##### RECORD EXCERPTS #####

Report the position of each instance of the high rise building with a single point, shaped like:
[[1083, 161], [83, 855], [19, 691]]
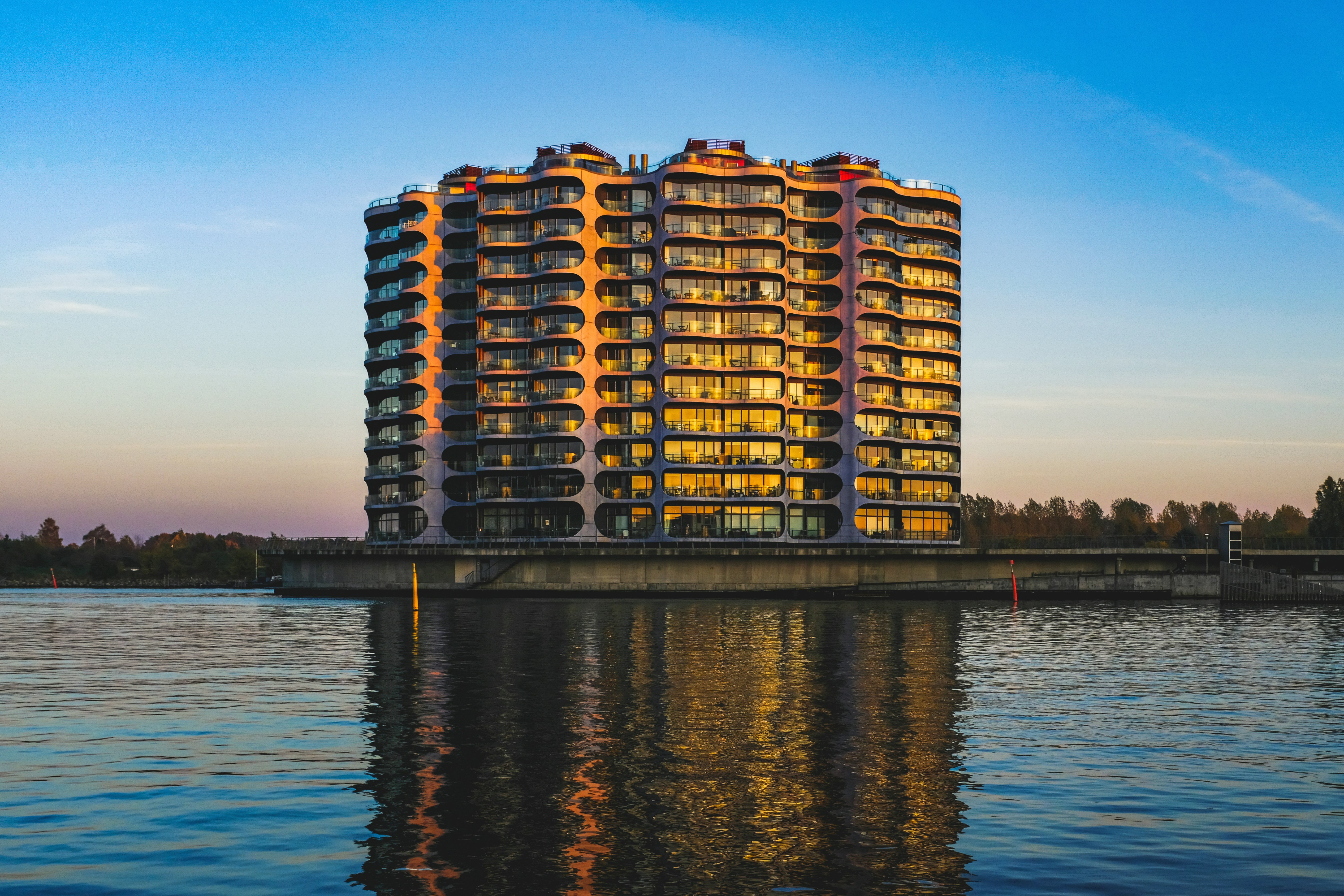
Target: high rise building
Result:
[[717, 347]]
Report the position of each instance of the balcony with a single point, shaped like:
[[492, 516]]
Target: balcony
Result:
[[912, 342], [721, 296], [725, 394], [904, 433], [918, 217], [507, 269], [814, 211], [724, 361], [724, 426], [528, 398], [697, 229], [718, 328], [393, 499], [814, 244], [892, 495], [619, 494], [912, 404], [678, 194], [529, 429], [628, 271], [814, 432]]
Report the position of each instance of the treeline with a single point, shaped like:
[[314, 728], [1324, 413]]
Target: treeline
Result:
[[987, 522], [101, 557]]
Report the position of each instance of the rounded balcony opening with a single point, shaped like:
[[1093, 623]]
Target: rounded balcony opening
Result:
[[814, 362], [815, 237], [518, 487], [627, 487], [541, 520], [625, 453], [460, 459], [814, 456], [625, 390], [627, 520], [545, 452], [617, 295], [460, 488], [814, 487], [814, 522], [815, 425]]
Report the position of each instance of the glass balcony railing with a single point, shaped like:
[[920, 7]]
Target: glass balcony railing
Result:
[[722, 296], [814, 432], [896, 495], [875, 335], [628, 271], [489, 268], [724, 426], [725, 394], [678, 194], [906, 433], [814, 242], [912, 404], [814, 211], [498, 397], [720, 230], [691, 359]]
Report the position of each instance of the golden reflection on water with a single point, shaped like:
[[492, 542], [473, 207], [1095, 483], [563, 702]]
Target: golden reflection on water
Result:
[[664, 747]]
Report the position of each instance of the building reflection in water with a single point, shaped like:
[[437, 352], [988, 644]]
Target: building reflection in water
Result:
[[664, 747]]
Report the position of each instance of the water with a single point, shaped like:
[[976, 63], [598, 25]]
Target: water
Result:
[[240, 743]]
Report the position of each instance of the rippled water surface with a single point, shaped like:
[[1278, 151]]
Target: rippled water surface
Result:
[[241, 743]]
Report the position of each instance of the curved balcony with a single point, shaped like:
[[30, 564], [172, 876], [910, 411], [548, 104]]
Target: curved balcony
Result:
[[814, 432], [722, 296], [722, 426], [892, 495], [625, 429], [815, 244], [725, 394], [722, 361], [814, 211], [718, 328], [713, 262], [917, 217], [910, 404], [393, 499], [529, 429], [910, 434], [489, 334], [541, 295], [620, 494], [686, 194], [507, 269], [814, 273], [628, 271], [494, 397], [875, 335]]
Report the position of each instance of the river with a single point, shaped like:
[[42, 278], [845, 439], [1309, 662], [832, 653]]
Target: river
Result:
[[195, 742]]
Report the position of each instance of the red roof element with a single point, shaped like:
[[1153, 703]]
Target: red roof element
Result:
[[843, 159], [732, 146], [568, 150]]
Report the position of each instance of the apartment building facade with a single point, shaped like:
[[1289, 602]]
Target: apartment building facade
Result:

#####

◆ DIRECTIONS
Print the data above verbatim from the first line through the line holding "Target: balcony", leaving every picture out.

◆ ANSWER BOX
Report the position of each instance of the high rise building with a single point, shaped like:
[[1083, 161], [83, 855], [19, 691]]
Target: high rise building
Result:
[[717, 347]]
Report the position of each instance of the balcony with a single point, shaped like:
[[492, 516]]
Target: balcony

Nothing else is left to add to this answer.